# To do
Count the lines below that contain the string "cloud", and give only that number.

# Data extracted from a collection

>> BEGIN

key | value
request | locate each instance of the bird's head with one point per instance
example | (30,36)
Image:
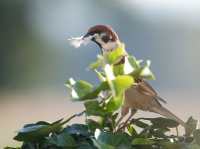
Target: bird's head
(104,36)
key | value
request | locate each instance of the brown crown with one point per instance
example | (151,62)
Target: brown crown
(103,29)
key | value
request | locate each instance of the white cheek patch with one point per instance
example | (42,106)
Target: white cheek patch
(78,41)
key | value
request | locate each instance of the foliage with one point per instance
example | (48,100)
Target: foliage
(102,104)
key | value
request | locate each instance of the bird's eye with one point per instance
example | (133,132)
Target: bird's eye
(105,38)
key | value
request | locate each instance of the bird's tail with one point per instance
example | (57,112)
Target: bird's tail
(165,112)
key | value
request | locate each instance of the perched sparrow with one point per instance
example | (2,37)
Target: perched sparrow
(138,97)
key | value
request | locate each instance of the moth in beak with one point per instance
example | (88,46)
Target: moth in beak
(78,41)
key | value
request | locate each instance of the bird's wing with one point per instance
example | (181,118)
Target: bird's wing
(145,88)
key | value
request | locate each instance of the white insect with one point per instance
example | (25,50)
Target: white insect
(78,41)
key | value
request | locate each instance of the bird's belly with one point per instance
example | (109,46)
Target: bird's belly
(136,100)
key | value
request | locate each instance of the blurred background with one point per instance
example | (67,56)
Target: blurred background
(35,58)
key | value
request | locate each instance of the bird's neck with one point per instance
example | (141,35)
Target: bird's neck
(116,55)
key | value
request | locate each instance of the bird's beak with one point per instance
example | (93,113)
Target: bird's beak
(78,41)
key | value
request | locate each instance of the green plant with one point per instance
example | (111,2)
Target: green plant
(102,104)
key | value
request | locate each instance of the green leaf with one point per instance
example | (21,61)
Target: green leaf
(115,55)
(93,108)
(140,123)
(37,131)
(146,73)
(191,125)
(62,140)
(142,141)
(121,83)
(91,93)
(132,131)
(171,145)
(99,62)
(114,103)
(161,122)
(106,140)
(78,129)
(197,136)
(134,62)
(93,125)
(79,89)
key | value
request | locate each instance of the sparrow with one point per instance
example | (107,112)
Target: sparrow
(140,96)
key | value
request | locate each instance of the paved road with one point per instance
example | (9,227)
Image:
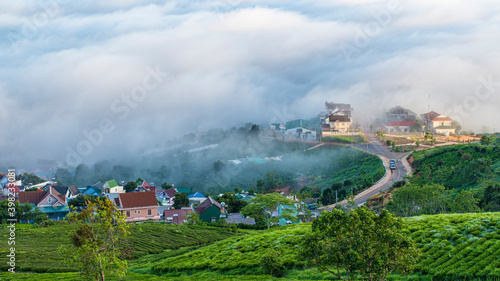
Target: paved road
(377,148)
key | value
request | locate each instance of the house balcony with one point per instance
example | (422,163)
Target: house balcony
(142,219)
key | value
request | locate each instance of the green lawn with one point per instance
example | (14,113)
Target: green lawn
(36,248)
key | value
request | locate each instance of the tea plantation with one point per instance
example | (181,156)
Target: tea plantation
(453,247)
(36,248)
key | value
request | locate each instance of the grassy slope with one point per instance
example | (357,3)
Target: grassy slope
(447,166)
(36,248)
(453,246)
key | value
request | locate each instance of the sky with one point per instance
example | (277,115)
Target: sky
(86,80)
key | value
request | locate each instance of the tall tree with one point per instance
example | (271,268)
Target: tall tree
(99,233)
(359,243)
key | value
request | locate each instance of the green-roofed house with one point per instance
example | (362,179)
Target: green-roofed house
(183,190)
(297,129)
(211,211)
(438,123)
(113,187)
(49,201)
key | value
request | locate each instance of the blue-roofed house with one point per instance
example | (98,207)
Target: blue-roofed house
(93,191)
(196,198)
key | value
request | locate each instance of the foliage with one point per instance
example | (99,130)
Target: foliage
(29,179)
(35,246)
(100,229)
(457,246)
(130,186)
(360,243)
(345,139)
(264,205)
(82,200)
(272,263)
(234,205)
(242,252)
(180,201)
(456,166)
(23,212)
(411,200)
(465,202)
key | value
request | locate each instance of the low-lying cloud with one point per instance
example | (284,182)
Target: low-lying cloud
(227,62)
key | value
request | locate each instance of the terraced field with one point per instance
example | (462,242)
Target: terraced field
(36,248)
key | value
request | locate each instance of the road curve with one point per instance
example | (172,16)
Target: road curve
(375,147)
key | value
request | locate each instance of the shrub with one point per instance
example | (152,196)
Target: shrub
(272,263)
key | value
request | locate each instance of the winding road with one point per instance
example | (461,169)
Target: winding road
(375,147)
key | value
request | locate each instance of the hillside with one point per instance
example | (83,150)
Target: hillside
(36,248)
(452,246)
(456,166)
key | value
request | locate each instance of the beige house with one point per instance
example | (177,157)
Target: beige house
(437,123)
(138,206)
(337,123)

>> END

# Solution for this exercise
2